AIM. Copy the lines below verbatim, from the first line through the line containing "143 319 L 121", including both.

Items drawn from a data source:
═══

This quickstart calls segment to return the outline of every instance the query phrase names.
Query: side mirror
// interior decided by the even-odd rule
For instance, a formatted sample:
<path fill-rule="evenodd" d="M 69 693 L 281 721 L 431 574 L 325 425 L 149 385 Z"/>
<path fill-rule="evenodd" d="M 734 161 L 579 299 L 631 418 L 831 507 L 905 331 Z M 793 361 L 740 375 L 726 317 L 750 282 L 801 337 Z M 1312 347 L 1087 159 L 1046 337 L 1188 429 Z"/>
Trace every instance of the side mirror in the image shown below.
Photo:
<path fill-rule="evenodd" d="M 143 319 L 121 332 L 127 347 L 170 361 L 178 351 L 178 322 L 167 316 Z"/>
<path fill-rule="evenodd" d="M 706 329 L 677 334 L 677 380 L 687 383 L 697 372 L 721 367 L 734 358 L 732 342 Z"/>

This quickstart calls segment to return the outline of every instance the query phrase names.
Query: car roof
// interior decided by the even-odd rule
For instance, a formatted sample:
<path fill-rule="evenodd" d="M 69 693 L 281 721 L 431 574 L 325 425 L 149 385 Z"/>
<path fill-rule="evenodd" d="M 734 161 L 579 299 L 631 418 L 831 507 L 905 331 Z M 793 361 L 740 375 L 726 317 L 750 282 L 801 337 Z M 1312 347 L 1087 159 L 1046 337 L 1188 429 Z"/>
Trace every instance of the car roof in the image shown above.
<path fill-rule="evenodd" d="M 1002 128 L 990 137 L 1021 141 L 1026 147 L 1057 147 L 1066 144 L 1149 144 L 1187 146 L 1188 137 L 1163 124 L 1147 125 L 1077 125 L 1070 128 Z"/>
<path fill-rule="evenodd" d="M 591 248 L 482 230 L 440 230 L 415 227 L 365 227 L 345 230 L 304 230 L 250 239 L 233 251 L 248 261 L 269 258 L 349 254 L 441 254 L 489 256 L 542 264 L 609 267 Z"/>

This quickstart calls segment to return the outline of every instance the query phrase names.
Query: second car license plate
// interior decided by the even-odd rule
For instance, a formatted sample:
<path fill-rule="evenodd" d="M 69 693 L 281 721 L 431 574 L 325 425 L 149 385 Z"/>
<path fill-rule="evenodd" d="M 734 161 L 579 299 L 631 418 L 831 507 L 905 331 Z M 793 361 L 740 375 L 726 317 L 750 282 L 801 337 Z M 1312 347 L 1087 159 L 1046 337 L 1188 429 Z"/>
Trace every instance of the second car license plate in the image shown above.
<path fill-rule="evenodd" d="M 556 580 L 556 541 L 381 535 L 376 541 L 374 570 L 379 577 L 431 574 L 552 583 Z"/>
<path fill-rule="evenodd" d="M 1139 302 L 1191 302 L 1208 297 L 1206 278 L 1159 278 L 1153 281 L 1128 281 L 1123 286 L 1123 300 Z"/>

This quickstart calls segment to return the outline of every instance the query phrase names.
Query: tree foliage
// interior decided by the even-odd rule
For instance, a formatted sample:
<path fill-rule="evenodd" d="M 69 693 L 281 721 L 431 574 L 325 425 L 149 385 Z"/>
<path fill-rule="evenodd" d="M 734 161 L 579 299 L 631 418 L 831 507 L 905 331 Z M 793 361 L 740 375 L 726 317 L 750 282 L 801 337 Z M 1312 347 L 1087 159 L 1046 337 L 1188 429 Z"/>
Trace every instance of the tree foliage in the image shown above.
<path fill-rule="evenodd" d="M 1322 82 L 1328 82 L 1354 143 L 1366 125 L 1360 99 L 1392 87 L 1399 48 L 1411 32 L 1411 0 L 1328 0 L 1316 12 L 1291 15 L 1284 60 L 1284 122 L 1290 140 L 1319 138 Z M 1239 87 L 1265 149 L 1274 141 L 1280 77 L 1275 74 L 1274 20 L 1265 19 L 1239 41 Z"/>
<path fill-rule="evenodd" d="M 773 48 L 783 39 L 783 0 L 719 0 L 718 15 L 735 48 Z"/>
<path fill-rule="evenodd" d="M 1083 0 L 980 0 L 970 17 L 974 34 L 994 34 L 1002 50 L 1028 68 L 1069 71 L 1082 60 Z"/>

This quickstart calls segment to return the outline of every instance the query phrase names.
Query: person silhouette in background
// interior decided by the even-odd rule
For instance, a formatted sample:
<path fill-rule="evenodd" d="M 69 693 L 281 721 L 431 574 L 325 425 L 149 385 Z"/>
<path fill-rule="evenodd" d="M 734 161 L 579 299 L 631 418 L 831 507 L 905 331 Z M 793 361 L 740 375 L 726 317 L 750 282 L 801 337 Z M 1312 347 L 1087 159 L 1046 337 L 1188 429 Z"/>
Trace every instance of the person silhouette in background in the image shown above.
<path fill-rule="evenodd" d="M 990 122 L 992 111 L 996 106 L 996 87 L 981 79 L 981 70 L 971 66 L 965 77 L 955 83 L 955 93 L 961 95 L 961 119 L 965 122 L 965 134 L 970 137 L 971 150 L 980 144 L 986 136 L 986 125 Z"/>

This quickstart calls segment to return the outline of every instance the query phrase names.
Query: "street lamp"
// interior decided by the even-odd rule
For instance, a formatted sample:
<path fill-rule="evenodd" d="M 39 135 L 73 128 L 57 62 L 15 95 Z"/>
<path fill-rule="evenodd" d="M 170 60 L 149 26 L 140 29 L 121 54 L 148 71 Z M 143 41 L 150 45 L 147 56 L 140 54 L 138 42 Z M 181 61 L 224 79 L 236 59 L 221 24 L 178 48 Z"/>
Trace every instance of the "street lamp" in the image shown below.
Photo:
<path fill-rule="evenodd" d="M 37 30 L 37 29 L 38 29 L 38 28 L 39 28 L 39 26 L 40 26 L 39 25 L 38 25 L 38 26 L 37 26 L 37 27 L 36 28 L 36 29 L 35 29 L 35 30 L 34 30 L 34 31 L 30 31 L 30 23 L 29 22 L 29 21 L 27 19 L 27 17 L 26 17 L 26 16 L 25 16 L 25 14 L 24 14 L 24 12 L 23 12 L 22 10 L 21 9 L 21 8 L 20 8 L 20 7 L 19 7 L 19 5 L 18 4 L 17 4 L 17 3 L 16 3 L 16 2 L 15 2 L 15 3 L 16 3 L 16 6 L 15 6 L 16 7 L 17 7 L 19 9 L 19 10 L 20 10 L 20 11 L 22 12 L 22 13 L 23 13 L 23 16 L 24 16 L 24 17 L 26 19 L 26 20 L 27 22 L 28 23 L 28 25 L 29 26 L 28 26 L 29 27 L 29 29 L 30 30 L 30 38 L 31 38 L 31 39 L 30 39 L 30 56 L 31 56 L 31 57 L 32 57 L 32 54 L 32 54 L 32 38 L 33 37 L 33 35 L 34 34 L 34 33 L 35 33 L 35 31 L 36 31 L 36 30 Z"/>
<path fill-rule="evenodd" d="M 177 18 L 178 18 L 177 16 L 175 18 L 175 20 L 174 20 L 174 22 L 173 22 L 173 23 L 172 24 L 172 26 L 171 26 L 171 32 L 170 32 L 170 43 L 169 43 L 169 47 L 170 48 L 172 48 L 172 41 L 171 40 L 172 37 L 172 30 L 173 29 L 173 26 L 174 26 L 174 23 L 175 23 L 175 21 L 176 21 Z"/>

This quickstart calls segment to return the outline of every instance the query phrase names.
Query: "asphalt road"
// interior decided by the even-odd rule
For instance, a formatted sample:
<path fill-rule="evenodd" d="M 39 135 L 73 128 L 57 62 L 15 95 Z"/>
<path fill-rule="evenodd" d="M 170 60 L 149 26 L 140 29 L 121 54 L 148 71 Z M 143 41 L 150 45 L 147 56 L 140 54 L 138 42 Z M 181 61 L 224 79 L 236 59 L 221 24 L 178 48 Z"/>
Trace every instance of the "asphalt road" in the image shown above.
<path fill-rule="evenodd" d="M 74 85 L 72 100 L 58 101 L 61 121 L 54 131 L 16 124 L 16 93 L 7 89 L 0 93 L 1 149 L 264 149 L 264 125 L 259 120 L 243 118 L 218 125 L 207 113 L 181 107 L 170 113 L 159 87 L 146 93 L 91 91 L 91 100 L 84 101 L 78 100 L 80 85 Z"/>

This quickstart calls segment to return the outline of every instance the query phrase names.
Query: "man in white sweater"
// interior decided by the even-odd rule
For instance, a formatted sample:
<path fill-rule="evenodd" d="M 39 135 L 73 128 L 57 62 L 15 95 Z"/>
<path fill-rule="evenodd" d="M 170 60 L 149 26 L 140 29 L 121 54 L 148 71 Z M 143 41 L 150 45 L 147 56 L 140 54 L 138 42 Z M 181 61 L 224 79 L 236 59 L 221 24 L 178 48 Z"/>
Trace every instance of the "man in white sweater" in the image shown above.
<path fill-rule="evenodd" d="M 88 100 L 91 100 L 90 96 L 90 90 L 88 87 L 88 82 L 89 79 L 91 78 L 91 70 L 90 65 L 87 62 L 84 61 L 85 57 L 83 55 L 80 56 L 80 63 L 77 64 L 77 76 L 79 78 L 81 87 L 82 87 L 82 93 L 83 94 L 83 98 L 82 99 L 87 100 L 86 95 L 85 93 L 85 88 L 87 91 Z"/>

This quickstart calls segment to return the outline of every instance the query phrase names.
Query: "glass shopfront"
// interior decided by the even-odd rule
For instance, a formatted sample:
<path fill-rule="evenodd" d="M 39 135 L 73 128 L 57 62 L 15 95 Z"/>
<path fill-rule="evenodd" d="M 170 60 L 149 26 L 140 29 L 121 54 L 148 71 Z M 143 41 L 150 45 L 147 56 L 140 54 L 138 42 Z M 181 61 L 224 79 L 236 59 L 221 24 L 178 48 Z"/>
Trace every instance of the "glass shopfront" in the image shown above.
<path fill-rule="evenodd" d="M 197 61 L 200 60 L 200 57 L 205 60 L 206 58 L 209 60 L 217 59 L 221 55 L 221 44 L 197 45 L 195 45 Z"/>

═══

ANSWER TO THE PROBLEM.
This quickstart calls segment to return the outline of every instance the query phrase names.
Query: side mirror
// interior decided by the even-odd rule
For instance, a formatted sample:
<path fill-rule="evenodd" d="M 69 693 L 281 721 L 431 574 L 325 425 L 149 385 Z"/>
<path fill-rule="evenodd" d="M 734 161 L 579 299 L 631 418 L 831 507 L 905 331 Z M 793 361 L 740 375 L 726 317 L 750 282 L 801 337 Z M 1312 347 L 1087 159 L 1046 337 L 1188 429 Z"/>
Trace every instance of the side mirror in the image shown below.
Photo:
<path fill-rule="evenodd" d="M 143 319 L 121 332 L 127 347 L 170 361 L 178 351 L 178 322 L 167 316 Z"/>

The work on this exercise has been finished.